▶ **TO BE DONE**:
Turn the lines of the listing below into a numbered list, starting at the line that contains "Mark the red tiled" and ending at the line that contains "x=232 y=102", with both of those lines included. Leave out any blank lines.

.....

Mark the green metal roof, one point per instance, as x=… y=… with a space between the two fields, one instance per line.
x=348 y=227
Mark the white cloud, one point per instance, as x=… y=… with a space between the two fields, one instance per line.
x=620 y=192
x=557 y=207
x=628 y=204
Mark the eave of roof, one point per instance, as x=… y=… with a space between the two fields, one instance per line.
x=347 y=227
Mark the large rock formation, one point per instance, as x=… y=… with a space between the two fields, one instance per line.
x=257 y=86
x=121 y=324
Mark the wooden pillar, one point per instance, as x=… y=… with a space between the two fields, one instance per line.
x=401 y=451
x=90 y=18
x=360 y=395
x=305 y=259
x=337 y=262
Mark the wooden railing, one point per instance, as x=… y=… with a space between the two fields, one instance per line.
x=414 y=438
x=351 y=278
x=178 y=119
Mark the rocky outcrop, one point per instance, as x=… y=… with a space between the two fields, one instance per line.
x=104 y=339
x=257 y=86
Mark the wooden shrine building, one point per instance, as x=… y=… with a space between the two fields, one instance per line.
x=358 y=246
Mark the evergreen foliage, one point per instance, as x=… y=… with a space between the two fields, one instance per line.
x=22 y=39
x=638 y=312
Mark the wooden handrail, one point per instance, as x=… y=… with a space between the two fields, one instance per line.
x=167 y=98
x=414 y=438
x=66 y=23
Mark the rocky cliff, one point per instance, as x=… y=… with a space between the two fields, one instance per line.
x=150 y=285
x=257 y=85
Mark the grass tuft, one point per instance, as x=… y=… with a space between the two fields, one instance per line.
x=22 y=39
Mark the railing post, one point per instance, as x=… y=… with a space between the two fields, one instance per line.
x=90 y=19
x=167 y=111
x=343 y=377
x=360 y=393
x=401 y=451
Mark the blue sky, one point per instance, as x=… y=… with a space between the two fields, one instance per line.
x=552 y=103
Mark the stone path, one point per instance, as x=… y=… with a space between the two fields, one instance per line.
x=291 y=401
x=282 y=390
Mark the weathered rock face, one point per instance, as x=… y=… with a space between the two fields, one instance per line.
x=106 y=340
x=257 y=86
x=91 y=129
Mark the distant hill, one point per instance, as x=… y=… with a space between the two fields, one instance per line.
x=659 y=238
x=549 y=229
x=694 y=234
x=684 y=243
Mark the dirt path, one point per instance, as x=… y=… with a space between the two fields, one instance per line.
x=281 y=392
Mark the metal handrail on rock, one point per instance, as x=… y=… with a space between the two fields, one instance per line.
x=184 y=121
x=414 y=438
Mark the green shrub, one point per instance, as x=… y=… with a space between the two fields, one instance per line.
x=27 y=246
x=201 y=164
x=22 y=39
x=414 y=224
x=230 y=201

.....

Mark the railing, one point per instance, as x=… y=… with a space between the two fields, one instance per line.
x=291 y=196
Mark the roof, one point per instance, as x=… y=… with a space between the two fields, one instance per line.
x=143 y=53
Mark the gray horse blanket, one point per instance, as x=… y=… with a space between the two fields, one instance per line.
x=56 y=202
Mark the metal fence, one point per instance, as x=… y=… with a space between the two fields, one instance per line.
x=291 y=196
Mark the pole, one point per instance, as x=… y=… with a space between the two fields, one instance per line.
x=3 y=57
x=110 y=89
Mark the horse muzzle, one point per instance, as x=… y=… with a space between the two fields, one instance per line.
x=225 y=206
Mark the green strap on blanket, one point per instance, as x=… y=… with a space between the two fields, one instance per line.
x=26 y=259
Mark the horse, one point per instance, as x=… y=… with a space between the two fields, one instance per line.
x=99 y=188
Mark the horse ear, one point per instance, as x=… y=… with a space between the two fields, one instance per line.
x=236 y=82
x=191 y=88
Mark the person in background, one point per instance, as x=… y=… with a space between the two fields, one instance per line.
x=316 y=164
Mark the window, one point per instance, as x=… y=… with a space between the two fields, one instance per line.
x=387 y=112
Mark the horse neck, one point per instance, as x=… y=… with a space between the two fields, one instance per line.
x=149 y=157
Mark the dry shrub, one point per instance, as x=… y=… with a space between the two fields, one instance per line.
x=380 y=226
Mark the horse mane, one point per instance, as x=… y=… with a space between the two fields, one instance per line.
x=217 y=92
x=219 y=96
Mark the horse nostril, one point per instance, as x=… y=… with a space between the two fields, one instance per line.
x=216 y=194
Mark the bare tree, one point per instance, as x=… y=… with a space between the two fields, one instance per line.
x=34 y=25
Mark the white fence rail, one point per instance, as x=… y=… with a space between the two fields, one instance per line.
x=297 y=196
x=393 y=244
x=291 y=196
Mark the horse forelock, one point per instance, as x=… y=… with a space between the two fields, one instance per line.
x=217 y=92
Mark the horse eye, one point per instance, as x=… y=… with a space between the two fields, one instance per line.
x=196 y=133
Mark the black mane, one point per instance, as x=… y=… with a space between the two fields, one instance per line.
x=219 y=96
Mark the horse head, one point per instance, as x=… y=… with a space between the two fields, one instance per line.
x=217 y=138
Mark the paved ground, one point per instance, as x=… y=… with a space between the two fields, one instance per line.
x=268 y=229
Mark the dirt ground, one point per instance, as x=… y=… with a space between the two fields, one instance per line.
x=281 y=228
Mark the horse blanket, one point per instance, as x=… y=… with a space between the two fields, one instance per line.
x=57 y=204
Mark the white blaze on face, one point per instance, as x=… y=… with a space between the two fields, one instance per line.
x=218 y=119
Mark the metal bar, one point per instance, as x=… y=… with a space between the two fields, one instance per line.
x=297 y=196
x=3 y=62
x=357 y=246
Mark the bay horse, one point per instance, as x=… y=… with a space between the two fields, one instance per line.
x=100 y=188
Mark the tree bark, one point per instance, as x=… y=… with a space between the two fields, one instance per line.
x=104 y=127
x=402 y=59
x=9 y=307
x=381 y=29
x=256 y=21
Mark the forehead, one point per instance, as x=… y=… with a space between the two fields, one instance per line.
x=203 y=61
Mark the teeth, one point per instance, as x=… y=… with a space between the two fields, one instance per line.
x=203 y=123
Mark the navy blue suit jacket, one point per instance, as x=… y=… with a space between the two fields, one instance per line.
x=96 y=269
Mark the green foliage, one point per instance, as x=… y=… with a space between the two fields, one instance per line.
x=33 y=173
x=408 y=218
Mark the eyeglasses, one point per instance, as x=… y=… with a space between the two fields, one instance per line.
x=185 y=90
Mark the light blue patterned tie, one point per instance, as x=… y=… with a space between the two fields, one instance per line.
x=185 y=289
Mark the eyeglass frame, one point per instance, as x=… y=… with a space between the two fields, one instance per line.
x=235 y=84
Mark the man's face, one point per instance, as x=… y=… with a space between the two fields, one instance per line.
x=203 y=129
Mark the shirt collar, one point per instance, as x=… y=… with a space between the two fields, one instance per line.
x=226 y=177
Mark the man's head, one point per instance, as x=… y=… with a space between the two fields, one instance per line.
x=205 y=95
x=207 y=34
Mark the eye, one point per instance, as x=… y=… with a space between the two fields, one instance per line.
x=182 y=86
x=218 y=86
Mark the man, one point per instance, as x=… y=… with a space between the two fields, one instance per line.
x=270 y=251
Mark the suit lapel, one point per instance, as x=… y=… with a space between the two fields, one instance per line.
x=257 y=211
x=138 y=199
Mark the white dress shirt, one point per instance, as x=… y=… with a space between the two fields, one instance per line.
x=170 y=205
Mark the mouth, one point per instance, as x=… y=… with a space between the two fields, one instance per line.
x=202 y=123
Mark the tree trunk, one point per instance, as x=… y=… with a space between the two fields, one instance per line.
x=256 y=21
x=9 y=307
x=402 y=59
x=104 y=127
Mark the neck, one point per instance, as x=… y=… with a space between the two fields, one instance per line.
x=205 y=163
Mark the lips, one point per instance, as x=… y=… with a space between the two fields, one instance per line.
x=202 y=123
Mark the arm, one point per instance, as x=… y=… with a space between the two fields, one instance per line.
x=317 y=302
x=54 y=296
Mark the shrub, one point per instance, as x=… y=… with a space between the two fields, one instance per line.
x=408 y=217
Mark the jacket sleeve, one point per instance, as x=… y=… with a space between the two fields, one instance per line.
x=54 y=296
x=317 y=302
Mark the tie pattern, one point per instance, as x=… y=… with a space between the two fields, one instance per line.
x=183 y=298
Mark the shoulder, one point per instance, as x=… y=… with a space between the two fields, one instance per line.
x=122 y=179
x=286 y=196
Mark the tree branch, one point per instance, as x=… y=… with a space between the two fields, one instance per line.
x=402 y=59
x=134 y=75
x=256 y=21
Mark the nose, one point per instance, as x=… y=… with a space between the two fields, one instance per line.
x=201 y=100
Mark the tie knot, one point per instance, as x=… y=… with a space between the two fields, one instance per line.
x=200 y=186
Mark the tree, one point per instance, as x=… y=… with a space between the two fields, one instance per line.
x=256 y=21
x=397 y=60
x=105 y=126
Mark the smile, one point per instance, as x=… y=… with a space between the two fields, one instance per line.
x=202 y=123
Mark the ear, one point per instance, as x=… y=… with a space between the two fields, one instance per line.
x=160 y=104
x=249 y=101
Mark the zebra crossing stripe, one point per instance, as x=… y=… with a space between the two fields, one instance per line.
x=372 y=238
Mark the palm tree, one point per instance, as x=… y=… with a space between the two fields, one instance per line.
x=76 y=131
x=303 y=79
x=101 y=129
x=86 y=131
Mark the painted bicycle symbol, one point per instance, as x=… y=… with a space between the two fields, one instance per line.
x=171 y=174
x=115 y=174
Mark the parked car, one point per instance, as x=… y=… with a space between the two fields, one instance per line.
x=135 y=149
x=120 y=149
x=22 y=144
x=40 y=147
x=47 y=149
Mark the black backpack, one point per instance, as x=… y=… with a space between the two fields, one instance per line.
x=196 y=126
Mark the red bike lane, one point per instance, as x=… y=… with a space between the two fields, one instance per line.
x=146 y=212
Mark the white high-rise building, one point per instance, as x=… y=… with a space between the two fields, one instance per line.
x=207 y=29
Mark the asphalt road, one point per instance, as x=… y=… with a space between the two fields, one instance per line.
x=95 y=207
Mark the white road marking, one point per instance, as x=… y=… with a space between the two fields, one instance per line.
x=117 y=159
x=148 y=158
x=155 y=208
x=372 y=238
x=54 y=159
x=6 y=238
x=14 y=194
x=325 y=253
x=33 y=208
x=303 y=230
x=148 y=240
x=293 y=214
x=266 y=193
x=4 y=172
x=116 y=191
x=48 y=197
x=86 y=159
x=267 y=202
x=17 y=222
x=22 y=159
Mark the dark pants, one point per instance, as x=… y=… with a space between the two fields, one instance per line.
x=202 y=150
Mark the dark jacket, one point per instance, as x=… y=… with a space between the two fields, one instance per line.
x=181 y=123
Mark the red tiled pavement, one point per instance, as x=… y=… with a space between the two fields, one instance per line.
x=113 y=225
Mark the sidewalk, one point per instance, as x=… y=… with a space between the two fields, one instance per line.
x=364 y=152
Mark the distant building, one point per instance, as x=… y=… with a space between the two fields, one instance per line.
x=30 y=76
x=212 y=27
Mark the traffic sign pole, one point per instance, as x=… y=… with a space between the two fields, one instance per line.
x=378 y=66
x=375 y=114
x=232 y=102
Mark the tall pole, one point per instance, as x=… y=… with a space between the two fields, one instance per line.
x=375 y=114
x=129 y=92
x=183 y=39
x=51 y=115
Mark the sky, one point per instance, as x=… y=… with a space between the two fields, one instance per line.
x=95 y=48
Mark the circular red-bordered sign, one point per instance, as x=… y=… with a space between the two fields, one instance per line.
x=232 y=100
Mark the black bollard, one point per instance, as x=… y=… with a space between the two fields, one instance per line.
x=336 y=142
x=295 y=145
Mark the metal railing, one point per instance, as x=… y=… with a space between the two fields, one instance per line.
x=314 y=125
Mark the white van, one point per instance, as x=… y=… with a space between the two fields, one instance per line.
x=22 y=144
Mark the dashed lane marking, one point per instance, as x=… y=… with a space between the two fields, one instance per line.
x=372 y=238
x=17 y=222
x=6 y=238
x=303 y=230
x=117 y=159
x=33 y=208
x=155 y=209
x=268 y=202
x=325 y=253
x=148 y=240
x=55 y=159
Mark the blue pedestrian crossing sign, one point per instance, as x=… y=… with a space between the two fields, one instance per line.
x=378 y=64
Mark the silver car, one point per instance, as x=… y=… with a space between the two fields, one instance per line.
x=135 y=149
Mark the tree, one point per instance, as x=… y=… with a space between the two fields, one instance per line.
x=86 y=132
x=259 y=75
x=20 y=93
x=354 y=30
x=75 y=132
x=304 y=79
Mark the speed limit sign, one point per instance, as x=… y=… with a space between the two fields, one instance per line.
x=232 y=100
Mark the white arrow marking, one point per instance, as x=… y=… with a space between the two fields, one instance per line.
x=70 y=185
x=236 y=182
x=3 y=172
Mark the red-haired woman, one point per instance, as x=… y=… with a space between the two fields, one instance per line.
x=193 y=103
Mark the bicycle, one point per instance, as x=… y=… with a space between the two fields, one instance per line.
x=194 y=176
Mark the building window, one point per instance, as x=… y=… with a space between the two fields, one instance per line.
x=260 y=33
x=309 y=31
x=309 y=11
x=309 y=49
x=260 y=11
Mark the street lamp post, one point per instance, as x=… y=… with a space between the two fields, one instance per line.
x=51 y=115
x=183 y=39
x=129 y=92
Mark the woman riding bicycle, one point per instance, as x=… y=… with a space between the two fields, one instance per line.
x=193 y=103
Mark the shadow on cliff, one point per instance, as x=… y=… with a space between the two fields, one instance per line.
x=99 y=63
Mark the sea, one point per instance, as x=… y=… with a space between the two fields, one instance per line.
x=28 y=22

.....

▶ **SOLVED EXERCISE**:
1. Mark the red tiled pavement, one point per instance, as x=… y=… with a space between the two fields, one instance per line.
2. x=113 y=225
3. Mark the sidewalk, one point per instance, as x=… y=… with a space between the two fields, one instance per line.
4. x=364 y=152
5. Mark the distant building, one point per instance, as x=… y=… with a space between the two fields, one instance per line.
6. x=30 y=76
7. x=212 y=27
8. Mark the traffic sign pole, one point per instance, as x=… y=… with a space between the two fields, one instance per line.
9. x=378 y=66
10. x=375 y=114
11. x=232 y=102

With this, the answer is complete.